### EXERCISE PASSAGE
- - -
How to Be a Conscious Eater: Making Food Choices That Are Good for You, Others, and the Planet by Sophie Egan
Workman Publishing Company, 2020
“Is organic really worth it? Are eggs ok to eat? If so, which ones are best for you, and for the chicken — Cage-Free, Free-Range, Pasture-Raised? What about farmed salmon, soy milk, sugar, gluten, fermented foods, coconut oil, almonds? Thumbs-up, thumbs-down, or somewhere in between?
“Using three criteria: Is it good for me? Is it good for others? Is it good for the planet? To eat consciously is not about diets, fads, or hard-and-fast rules. It’s about having straightforward, accurate information to make smart, thoughtful choices amid the chaos of conflicting news and marketing hype…a practical guide to making food choices that are good for you, others, and the planet.”
Foraging for Wild Edible Foods by Jim Kavanaugh
Waterford Press, 2018
“Foraging involves finding, identifying and harvesting wild edible plants. It is a healthy outdoor activity that puts one in touch with nature and provides a bounty of fresh, nutritious, free food. This handy pocket guide provides simplified reference to the approved practices for harvesting wild edible plants in a sustainable manner.
“Topics include a harvesting strategy, safety (including the universal edibility test), and the proper tools and methods to harvest berries/fruits, nuts, leaves/shoots/stems, roots/tubers and mushrooms. Laminated for durability, this lightweight, pocket-sized folding guide is a portable source of practical information and is ideal for field use by outdoor enthusiasts of all ages.”
The Meat Question: Animals, Humans, and the Deep History of Food by Josh Berson
MIT Press 2019
“After reading The Meat Question, I have a better understanding of why it is not effective to use single issue arguments like health, environment, climate change and animal cruelty to convince people to reduce or eliminate their animal consumption…Berson shows us how to think about eating animals in broader terms.” — Truthdig
“A provocative argument that eating meat is not what made humans human and that the future is not necessarily carnivorous.
“Considering the full sweep of meat’s history, Berson concludes provocatively that the future is not necessarily carnivorous. Berson, an anthropologist and historian, argues that we have the relationship between biology and capitalism backward. We may associate meat-eating with wealth, but in fact, meat-eating is a sign of poverty; cheap meat — hunger killing, easy to prepare, eaten on the go — enables a capitalism defined by inequality. To answer the meat question, says Berson, we need to think about meat-eating in a way that goes beyond Paleo diets and PETA protests to address the deeply entwined economic and political lives of humans and animals past, present, and future.”
Lois Ross is a communications specialist, writer and editor, living in Ottawa. Her column “At the farm gate” discusses issues that are key to food production here in Canada as well as internationally.
- - -
### QUESTIONS
**1)** Please list the kinds of wild food whose harvesting tools and methods are covered, according to the foraging guide's entry in the book notes.
**2)** Repeat word for word the portion of the book notes that begins at the words "How to Be a" and stops after "somewhere in between?".

### DATA
- - -
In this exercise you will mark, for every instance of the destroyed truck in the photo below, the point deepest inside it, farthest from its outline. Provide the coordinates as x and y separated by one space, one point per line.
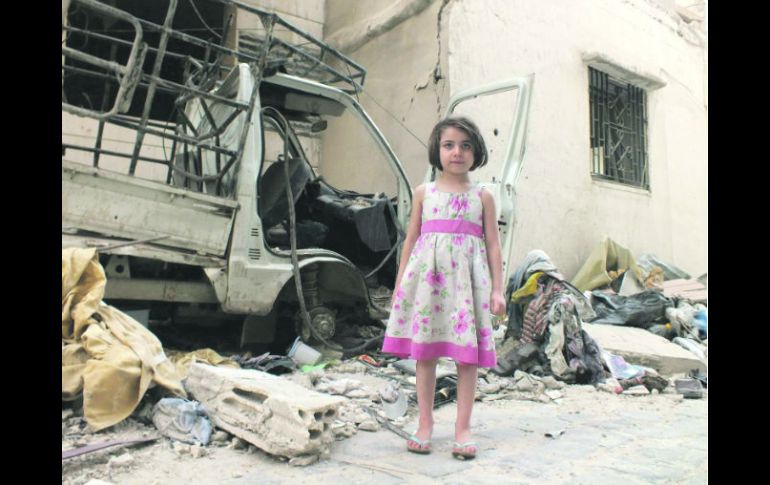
190 158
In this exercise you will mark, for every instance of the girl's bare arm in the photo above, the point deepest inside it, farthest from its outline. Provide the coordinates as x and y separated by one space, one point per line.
412 232
494 253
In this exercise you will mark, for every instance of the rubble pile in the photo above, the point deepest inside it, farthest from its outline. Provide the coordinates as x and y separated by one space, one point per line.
294 412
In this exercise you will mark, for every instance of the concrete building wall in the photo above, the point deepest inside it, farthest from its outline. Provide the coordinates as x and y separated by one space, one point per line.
404 90
561 208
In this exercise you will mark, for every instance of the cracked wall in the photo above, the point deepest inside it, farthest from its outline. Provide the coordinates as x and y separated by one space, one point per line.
405 80
561 209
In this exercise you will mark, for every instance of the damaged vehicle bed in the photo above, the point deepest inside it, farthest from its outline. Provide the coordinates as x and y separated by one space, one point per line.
193 167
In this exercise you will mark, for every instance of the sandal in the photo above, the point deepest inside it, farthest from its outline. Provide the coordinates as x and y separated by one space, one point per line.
422 448
459 450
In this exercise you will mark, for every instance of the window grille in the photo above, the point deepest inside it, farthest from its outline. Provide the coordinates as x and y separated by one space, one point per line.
618 130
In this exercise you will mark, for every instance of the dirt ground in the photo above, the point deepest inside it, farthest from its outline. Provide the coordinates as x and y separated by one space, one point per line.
- - -
### REPLIES
**1)** berries/fruits, nuts, leaves/shoots/stems, roots/tubers, mushrooms

**2)**
How to Be a Conscious Eater: Making Food Choices That Are Good for You, Others, and the Planet by Sophie Egan
Workman Publishing Company, 2020
“Is organic really worth it? Are eggs ok to eat? If so, which ones are best for you, and for the chicken — Cage-Free, Free-Range, Pasture-Raised? What about farmed salmon, soy milk, sugar, gluten, fermented foods, coconut oil, almonds? Thumbs-up, thumbs-down, or somewhere in between?